*Recorded information*
◆ ◆ ◆ ◆

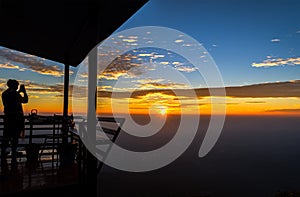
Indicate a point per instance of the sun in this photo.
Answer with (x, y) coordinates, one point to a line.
(163, 110)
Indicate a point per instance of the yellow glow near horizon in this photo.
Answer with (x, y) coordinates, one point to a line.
(162, 104)
(163, 110)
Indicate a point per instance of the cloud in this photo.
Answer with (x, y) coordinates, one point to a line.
(179, 41)
(265, 90)
(278, 62)
(296, 110)
(156, 85)
(9, 66)
(255, 102)
(187, 69)
(122, 66)
(275, 40)
(30, 62)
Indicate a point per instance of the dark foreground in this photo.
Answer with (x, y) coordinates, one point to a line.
(254, 156)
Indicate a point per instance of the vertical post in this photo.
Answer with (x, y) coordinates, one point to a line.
(66, 90)
(91, 122)
(66, 102)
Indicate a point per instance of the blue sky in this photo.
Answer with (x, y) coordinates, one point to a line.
(237, 34)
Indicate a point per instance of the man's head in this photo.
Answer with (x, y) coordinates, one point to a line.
(13, 84)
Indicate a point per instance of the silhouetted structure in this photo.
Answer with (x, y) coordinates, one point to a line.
(14, 122)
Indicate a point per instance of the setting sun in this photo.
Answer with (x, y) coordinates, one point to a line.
(162, 110)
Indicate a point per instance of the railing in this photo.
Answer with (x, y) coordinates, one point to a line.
(46, 132)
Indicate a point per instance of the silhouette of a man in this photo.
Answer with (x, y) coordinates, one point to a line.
(13, 117)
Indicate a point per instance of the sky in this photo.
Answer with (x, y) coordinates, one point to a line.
(254, 46)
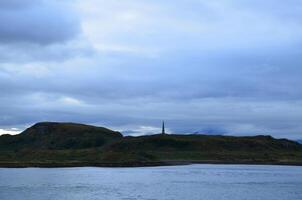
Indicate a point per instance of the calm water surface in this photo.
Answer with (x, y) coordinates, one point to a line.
(194, 182)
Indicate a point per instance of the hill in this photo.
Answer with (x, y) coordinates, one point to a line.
(68, 144)
(51, 135)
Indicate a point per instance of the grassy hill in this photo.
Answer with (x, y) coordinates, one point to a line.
(50, 135)
(67, 144)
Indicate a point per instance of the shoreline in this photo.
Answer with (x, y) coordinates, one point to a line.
(139, 164)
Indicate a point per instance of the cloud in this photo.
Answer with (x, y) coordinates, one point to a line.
(38, 22)
(203, 66)
(13, 131)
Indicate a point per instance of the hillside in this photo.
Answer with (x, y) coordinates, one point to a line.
(68, 144)
(50, 135)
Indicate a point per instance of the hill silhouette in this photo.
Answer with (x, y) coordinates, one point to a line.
(52, 144)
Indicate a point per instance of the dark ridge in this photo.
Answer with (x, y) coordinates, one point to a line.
(52, 135)
(51, 144)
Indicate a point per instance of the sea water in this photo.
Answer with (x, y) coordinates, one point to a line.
(191, 182)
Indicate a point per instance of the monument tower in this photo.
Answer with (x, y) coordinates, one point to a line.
(163, 128)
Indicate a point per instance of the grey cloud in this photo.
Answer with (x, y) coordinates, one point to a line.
(42, 22)
(243, 86)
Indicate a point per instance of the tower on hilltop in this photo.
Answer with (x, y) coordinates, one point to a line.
(163, 128)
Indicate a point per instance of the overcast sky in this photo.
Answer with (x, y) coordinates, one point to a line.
(207, 66)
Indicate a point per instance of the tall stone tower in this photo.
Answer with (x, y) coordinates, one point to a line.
(163, 128)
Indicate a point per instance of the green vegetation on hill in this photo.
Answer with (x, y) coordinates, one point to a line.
(50, 135)
(68, 144)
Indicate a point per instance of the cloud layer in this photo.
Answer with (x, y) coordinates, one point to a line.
(209, 67)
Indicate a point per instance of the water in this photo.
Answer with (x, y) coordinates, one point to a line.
(193, 182)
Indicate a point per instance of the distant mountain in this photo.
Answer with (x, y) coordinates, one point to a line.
(51, 135)
(51, 144)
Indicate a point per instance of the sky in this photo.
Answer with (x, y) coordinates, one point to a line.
(215, 67)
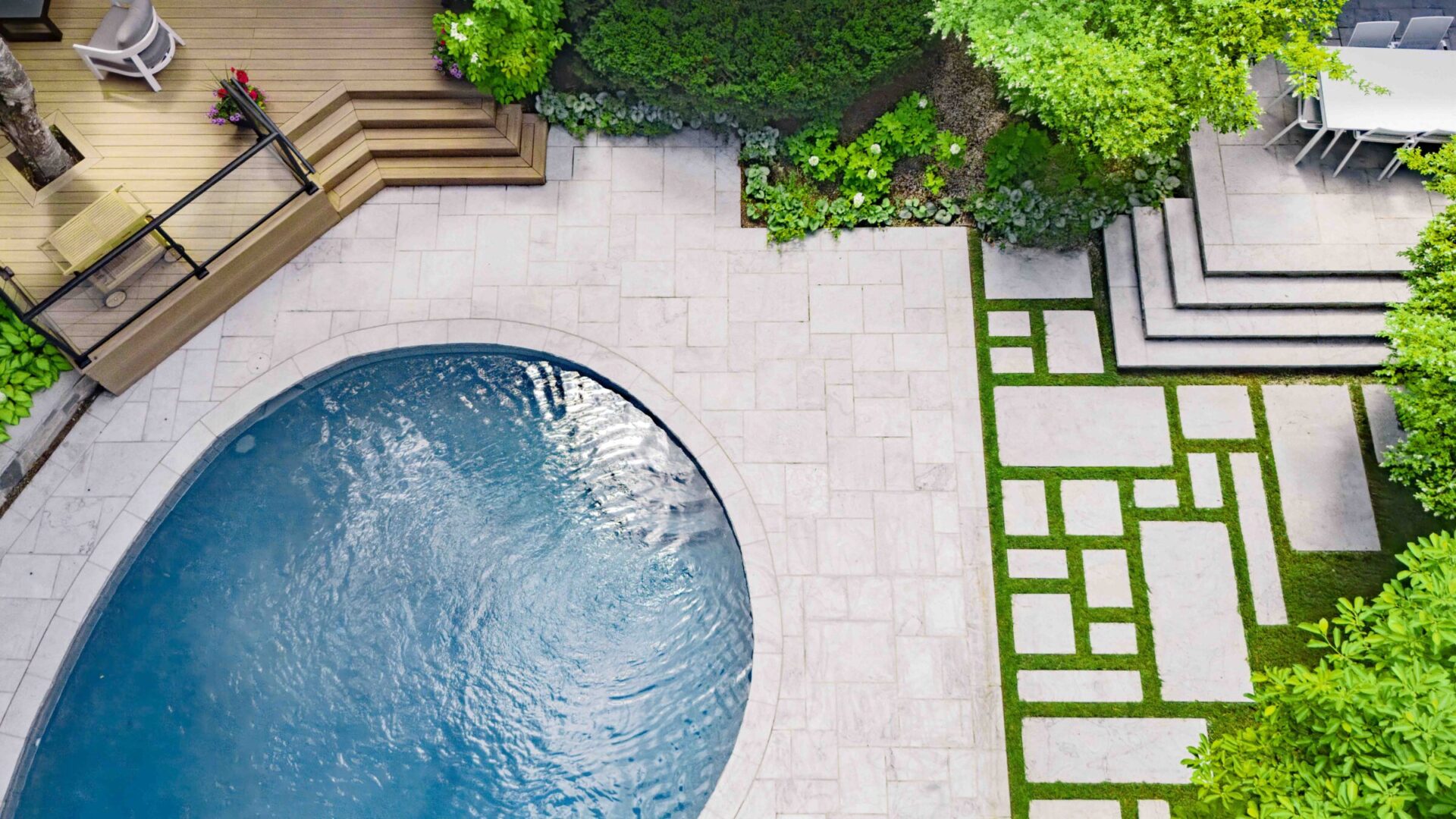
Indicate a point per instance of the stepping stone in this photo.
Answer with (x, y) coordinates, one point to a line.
(1024, 506)
(1012, 360)
(1034, 273)
(1082, 426)
(1079, 687)
(1112, 637)
(1385, 428)
(1207, 490)
(1215, 413)
(1321, 469)
(1008, 324)
(1037, 564)
(1072, 341)
(1109, 749)
(1041, 624)
(1079, 808)
(1091, 507)
(1155, 494)
(1107, 583)
(1193, 601)
(1258, 539)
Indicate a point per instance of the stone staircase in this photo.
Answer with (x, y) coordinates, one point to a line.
(362, 137)
(1168, 312)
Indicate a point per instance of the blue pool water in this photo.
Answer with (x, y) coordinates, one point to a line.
(447, 585)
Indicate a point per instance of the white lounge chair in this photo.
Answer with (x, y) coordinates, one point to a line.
(131, 41)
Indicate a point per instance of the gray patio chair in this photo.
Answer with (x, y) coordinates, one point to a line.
(1426, 33)
(1373, 34)
(131, 41)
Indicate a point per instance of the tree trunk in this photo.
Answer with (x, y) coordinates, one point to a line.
(31, 137)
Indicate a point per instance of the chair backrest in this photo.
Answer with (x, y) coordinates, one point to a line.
(1373, 34)
(1424, 33)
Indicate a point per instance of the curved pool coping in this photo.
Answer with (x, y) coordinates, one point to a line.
(286, 378)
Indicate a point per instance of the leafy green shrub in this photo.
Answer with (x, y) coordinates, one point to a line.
(753, 60)
(28, 365)
(504, 47)
(1370, 732)
(1421, 366)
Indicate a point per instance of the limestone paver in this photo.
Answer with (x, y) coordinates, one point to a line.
(1109, 749)
(1112, 637)
(1193, 601)
(1082, 426)
(1072, 341)
(1037, 564)
(1091, 507)
(1203, 469)
(1041, 624)
(1036, 686)
(1024, 504)
(1215, 411)
(1107, 582)
(1320, 466)
(1258, 539)
(1155, 493)
(1021, 273)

◆ ◆ ◆ ◆

*Exercise*
Transcribe the records verbatim and omit the images.

*Exercise result*
Indicate a point per instance of the sun in this photo.
Answer with (x, y) coordinates, one point to a line.
(163, 110)
Indicate a point per instance of the yellow glow near horizon in this photo.
Answer with (x, y) coordinates, one point to a line.
(162, 104)
(163, 110)
Indicate a point per instance of the cloud in this photo.
Answer with (x, y) coordinates, one point to a line.
(179, 41)
(265, 90)
(278, 62)
(296, 110)
(156, 85)
(9, 66)
(255, 102)
(187, 69)
(122, 66)
(275, 40)
(30, 62)
Indicate a point per instance of the dark foreground in this photo.
Answer with (x, y) coordinates, one point to a line.
(254, 156)
Indicate a point per instance of the vertical post in this photo.
Answer with (x, y) coordinates, one point to a line.
(66, 90)
(91, 122)
(66, 102)
Indicate a point per instance of the blue sky in this photo.
Answer with (x, y) coordinates, one point to a line.
(237, 34)
Indicate a point per instance of the man's head in this photo.
Answer with (x, y) coordinates, one point to a line.
(13, 84)
Indicate a point per instance of the silhouetted structure in this photo.
Answer with (x, y) coordinates, one point to a line.
(14, 122)
Indicate a point per instance of the setting sun in this photo.
Answer with (x, y) coordinates, one point to a line.
(162, 110)
Indicate a point per instance of the railing in this photo.
Answer with (x, y) coordinates, one point to a line.
(46, 132)
Indicate a point per instance of the silhouette of a man in this photo.
Answer with (x, y) coordinates, one point to a line.
(13, 117)
Indicate a point per instance of the sky in this photo.
Answer with (x, y) coordinates, one point to a line.
(254, 46)
Indicate a point per instance of the calm water surface in this photo.
Answer with (x, y) coordinates, one point to a line.
(194, 182)
Indicate a point per instance of the hill in this photo.
Answer with (x, y) coordinates, one point to a line.
(68, 144)
(51, 135)
Indicate a point per instance of the grassy hill in this photo.
Answer with (x, y) coordinates, one point to a line.
(50, 135)
(67, 144)
Indicate a point per instance of the shoreline in this photo.
Answer with (x, y) coordinates, one point to a line.
(139, 164)
Indicate a point per instance of the cloud in this photo.
Answer with (x, y) coordinates, one point to a line.
(38, 22)
(203, 66)
(13, 131)
Indicate a point per instance of the hillside in this photo.
Answer with (x, y) coordinates, one point to a line.
(68, 144)
(50, 135)
Indicate a point per instance of the hill silhouette in this photo.
Answer with (x, y) coordinates, one point to a line.
(52, 144)
Indicate a point per instance of the dark ridge in this photo.
Answer with (x, y) coordinates, one point to a line.
(52, 135)
(51, 144)
Indicate a point per instance of the sea water in this photo.
Answer with (x, y) coordinates, one point to a line.
(191, 182)
Indicate a point per instance of the monument tower in this photo.
Answer with (x, y) coordinates, one point to a line.
(163, 128)
Indicate a point per instance of the grey cloud in this photo.
Answer with (x, y) coordinates, one point to a line.
(42, 22)
(243, 86)
Indicate a point per instance of the tower on hilltop in this photo.
Answer with (x, y) coordinates, one point to a line.
(163, 128)
Indicate a point per instance of the overcast sky in this photo.
Answer with (x, y) coordinates, one point to a line.
(207, 66)
Indicate a point per instance of the tall stone tower in this photo.
Answer with (x, y) coordinates, one point to a line.
(163, 128)
Indicate a point per instance of the green vegetation on hill in this photo.
Answer with (x, y) coordinates, one point to a line.
(50, 135)
(68, 144)
Indicate a point per instance of the cloud layer in this photo.
Answer with (x, y) coordinates, one point to a line.
(209, 67)
Indicate a point per instance of the water in this photo.
Answer with (x, y) coordinates, one point to a line.
(193, 182)
Indicate a point per instance of the distant mountain in this photo.
Answer with (x, y) coordinates, one point to a line.
(51, 135)
(51, 144)
Indicate a point per instance of the sky in this photo.
Answer with (x, y) coordinates, one point to a line.
(215, 67)
Indicate a point per instance of the stepping stone in this photo.
Answer with (x, y) coordinates, one point to a line.
(1024, 506)
(1012, 360)
(1034, 273)
(1082, 426)
(1079, 687)
(1112, 637)
(1385, 428)
(1207, 490)
(1215, 413)
(1321, 469)
(1008, 324)
(1037, 564)
(1072, 341)
(1109, 749)
(1041, 624)
(1079, 808)
(1091, 507)
(1155, 494)
(1107, 583)
(1193, 601)
(1258, 539)
Indicate a point per instance of the stone staircase in this photo.
Answer with (x, y) coordinates, one point to a line.
(362, 137)
(1168, 312)
Indicate a point per instance of the blue pool water in this photo.
Answer with (x, y) coordinates, one point to a line.
(447, 585)
Indicate a point per instance of the white lounge chair in this photo.
Answer with (x, y) coordinates, one point to a line.
(131, 41)
Indicate a point per instance of the gray patio chair in this photo.
Answer with (x, y) coordinates, one point to a line.
(1426, 33)
(1373, 34)
(131, 41)
Indicate a point per instance of the tree trunk in this photo.
Answer with (x, y) coordinates, one point to a line.
(31, 137)
Indicate a point per instance of the chair backrest in this photo.
Answer with (x, y) coordinates, one point to a line.
(1373, 34)
(1424, 33)
Indicate a point per instance of the curved pool coping in this photo.
Answer with (x, y) coordinates, one point to a line.
(286, 378)
Indicate a point per instance of the leafy green shrub in this photo.
Answer with (x, y) coordinates, one point to a line.
(753, 60)
(28, 365)
(504, 47)
(1370, 732)
(1421, 366)
Indicate a point per instance of the limestone paver in this photo.
Answer with (x, y) coordinates, one point to a line.
(1109, 749)
(1112, 637)
(1193, 601)
(1082, 426)
(1072, 341)
(1037, 564)
(1091, 507)
(1203, 469)
(1041, 624)
(1036, 686)
(1024, 504)
(1215, 411)
(1107, 582)
(1320, 466)
(1258, 539)
(1155, 493)
(1021, 273)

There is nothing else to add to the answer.